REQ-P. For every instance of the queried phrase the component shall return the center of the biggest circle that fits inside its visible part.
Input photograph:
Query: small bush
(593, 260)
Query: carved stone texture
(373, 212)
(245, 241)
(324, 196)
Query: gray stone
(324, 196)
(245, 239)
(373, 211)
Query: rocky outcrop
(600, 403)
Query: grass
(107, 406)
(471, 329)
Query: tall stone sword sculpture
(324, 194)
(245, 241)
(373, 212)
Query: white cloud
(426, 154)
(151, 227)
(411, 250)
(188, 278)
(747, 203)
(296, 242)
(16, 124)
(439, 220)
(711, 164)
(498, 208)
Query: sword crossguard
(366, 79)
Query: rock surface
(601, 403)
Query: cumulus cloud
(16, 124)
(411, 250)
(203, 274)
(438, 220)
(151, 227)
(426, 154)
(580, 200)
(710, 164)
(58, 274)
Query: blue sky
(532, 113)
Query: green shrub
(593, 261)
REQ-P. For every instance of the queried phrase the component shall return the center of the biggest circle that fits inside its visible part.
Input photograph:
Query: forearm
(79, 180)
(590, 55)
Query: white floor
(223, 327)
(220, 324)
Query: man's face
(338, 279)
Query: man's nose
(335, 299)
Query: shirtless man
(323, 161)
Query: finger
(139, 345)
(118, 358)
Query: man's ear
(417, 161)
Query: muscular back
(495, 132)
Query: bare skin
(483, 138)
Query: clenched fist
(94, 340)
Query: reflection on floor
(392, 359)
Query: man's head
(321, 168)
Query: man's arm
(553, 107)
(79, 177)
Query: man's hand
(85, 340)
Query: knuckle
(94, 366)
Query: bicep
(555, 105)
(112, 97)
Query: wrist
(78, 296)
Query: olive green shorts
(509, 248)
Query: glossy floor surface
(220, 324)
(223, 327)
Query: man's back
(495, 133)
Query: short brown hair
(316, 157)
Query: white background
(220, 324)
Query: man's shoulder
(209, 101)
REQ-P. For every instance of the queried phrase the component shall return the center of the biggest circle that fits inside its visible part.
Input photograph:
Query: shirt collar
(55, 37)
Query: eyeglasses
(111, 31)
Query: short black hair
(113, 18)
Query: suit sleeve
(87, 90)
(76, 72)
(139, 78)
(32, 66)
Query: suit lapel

▶ **Work task**: All the lines of the material above must be given again exactly.

▶ **Solution**:
REQ-P. For every instance of the queried phrase the component shall return the center of the biggest circle that fits inside its visible part.
Input photograph:
Query: small bush
(593, 260)
Query: carved stone texture
(373, 212)
(245, 241)
(324, 196)
Query: gray stone
(324, 196)
(245, 239)
(373, 211)
Query: rocky outcrop
(600, 403)
Query: grass
(107, 406)
(471, 329)
Query: tall stone sword sculpture
(324, 194)
(245, 241)
(373, 212)
Query: white cloud
(426, 154)
(151, 227)
(411, 250)
(188, 278)
(747, 203)
(296, 242)
(16, 124)
(439, 220)
(711, 164)
(498, 208)
Query: sword crossguard
(366, 79)
Query: rock surface
(601, 403)
Query: cumulus cloud
(16, 124)
(411, 250)
(203, 274)
(438, 220)
(151, 227)
(426, 154)
(580, 200)
(710, 164)
(58, 274)
Query: blue sky
(532, 113)
Query: green shrub
(593, 261)
REQ-P. For every instance of the queried phrase the component shall return the center of the biggest circle that fits inside its visible part.
Input photograph:
Query: forearm
(79, 180)
(590, 55)
Query: white floor
(223, 327)
(220, 324)
Query: man's face
(338, 279)
Query: man's nose
(335, 299)
Query: shirtless man
(323, 161)
Query: finger
(139, 345)
(118, 358)
Query: man's ear
(417, 161)
Query: muscular back
(495, 132)
Query: bare skin
(483, 138)
Query: clenched fist
(94, 340)
Query: reflection on floor
(392, 359)
Query: man's head
(321, 168)
Query: man's arm
(553, 107)
(79, 177)
Query: man's hand
(85, 340)
Query: knuckle
(94, 366)
Query: bicep
(555, 105)
(112, 97)
Query: wrist
(78, 296)
Query: olive green shorts
(509, 248)
Query: glossy floor surface
(220, 324)
(223, 327)
Query: man's back
(495, 133)
Query: short brown hair
(316, 157)
Query: white background
(220, 324)
Query: man's shoulder
(209, 101)
REQ-P. For every instance of the queried phrase the component shall return the center of the biggest circle that fits inside its visible part.
Input photograph:
Query: shirt collar
(55, 37)
Query: eyeglasses
(111, 31)
Query: short black hair
(113, 18)
Query: suit sleeve
(87, 90)
(76, 72)
(139, 78)
(32, 66)
Query: suit lapel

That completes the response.